DOCUMENT SECTION>
From Sanjoy Mahajan:

I've been expecting for a while to hear about the first student that MIT has killed with its jab mandate. Thus, when I read the recent letter copied below from MIT's president, I wondered:

Did Mason Weinstock die because of the jab? If so, did he take the jab because MIT forced him to? Will we ever be allowed to know?

It doesn't sound like a suicide. He was a star athlete and had just arrived at MIT. And it doesn't read like the letters from the president in the two cases (in 2014 and 2021) that I know were suicides.

Sanjoy



From: L. Rafael Reif office-of-the-president@mit.edu

Subject: Mason Weinstock (2003–2021)

Date: Mon, 13 Sep 2021 14:06:18 +0000

To the members of the MIT community,

With great sadness, I write to let you know that Mason Weinstock, a first-year undergraduate, died suddenly this weekend. He was not on campus at the time. As Mason’s family and friends absorb this extremely painful news, I hope we can offer them the loving support of our community.

Following the rhythms of his father’s military career, Mason spent his early years in Japan, Hawaii and California before his family settled in McLean, Virginia, just outside Washington, DC. In high school, he was an outstanding swimmer who excelled at the breaststroke. His family tells us he also had a huge heart. “Coach Mason” spent his summers joyfully teaching little kids to swim, and throughout the pandemic, he took extra time to help his younger brother manage the challenges of attending school remotely. 

When Mason wasn’t in the pool, he loved collecting baseball statistics, playing soccer and passionately following the premier league. Quietly brilliant, curious, analytical and introspective, he was eager to explore mechanical engineering at MIT.

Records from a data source
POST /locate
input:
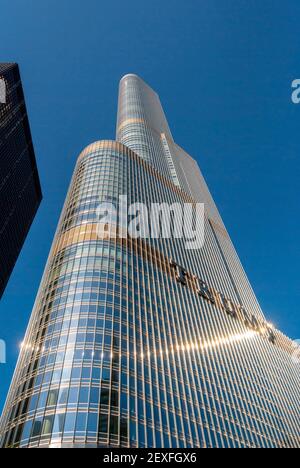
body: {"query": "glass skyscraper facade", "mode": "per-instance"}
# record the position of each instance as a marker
(20, 190)
(140, 342)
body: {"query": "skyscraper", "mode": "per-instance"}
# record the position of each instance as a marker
(141, 342)
(20, 191)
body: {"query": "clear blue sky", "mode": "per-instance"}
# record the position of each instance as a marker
(223, 69)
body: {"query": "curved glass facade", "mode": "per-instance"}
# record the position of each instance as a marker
(119, 353)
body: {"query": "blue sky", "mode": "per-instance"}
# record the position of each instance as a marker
(223, 69)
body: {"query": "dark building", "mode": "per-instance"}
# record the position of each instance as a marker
(20, 190)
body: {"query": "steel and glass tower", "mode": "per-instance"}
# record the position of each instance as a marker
(140, 342)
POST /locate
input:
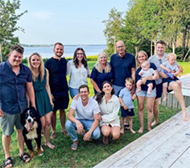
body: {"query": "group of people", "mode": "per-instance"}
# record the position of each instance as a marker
(45, 88)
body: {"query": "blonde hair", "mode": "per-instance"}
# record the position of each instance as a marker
(98, 65)
(137, 62)
(41, 67)
(171, 55)
(130, 80)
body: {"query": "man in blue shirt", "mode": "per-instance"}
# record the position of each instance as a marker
(15, 80)
(123, 65)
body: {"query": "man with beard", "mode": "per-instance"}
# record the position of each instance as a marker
(57, 67)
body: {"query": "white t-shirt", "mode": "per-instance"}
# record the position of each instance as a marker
(78, 76)
(85, 112)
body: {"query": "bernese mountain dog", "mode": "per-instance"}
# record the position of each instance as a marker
(30, 119)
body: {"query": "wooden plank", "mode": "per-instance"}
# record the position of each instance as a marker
(183, 160)
(142, 143)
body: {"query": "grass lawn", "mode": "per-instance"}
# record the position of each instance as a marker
(89, 153)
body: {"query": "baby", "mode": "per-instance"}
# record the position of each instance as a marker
(171, 70)
(145, 72)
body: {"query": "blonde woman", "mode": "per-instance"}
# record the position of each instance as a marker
(101, 72)
(44, 104)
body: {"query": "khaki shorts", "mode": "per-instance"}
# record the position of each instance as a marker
(8, 122)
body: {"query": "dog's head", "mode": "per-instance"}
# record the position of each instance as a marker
(29, 117)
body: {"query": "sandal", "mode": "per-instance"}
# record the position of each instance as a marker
(74, 146)
(24, 157)
(7, 162)
(64, 132)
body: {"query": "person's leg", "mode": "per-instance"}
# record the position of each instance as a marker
(131, 124)
(122, 125)
(165, 85)
(141, 100)
(150, 85)
(115, 132)
(179, 96)
(139, 85)
(106, 130)
(21, 144)
(47, 130)
(62, 119)
(150, 105)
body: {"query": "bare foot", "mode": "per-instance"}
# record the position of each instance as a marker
(185, 116)
(122, 131)
(138, 90)
(50, 145)
(154, 123)
(140, 130)
(132, 131)
(164, 99)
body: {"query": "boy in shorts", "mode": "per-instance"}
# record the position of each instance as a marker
(127, 107)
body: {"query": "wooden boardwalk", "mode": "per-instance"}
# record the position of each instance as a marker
(167, 145)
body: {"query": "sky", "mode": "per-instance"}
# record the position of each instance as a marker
(66, 21)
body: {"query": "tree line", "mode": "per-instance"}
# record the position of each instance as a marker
(147, 21)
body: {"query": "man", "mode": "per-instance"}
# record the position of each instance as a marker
(123, 65)
(86, 110)
(57, 67)
(159, 58)
(15, 80)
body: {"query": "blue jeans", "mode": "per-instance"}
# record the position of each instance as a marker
(71, 129)
(73, 92)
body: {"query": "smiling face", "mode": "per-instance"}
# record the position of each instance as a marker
(103, 58)
(107, 88)
(35, 61)
(80, 55)
(15, 58)
(58, 51)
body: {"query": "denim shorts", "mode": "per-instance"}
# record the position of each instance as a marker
(8, 122)
(143, 93)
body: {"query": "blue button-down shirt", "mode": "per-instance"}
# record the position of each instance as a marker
(13, 88)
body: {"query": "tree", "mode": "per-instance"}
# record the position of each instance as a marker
(8, 21)
(111, 32)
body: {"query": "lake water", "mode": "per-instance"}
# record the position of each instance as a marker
(47, 52)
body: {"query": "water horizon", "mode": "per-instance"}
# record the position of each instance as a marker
(46, 51)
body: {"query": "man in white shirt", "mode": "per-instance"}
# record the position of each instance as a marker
(85, 109)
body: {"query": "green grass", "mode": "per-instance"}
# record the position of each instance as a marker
(89, 153)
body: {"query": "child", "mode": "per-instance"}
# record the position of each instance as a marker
(170, 66)
(145, 72)
(126, 100)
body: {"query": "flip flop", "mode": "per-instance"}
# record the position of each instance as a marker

REQUIREMENT 1> List each place named in the passage on Mason Weinstock as somewhere he lived in his early years or where his family settled.
REQUIREMENT 2>
Answer the following questions from the passage on Mason Weinstock, one per line.
(a) What date appears on the letter from MIT's president?
(b) At which stroke did Mason excel as a swimmer?
(c) In which two years were the suicide cases that Sanjoy Mahajan mentions?
REQUIREMENT 3> Carry the passage on Mason Weinstock forward from its final sentence.

EXERCISE OUTPUT 1>
Japan
Hawaii
California
McLean, Virginia

EXERCISE OUTPUT 2>
(a) Mon, 13 Sep 2021
(b) The breaststroke
(c) 2014 and 2021

EXERCISE OUTPUT 3>
Mason lived in MacGregor. Chancellor Melissa Nobles and Vice Chancellor and Dean for Student Life Suzy Nelson and their teams are reaching out directly to support anyone on campus who knew him. If you are hurting in any way and could use guidance or a consoling conversation, please know that you are not alone, and you do not have to struggle alone. All of us need help from time to time – and there is no shame in asking.

Our new doingwell.mit.edu [https://doingwell.mit.edu] website makes it easy for undergraduates and graduate students to find the right support [https://doingwell.mit.edu/support/].  As always, staff, postdocs andfaculty can seek support through MyLife Services[https://hr.mit.edu/worklife/mylifeservices], and we also offer specialresources to help faculty and staff help their students [https://studentlife.mit.edu/support/faculty-staff].

Coming at the start of a new school year, and after so many months of pandemic uncertainty and separation, this news is unsettling and difficult for us all. Sometimes the greatest comfort we can find is in comforting each other: May we honor Mason’s huge heart by taking special care to check in with and listen to those around us, old friends and new.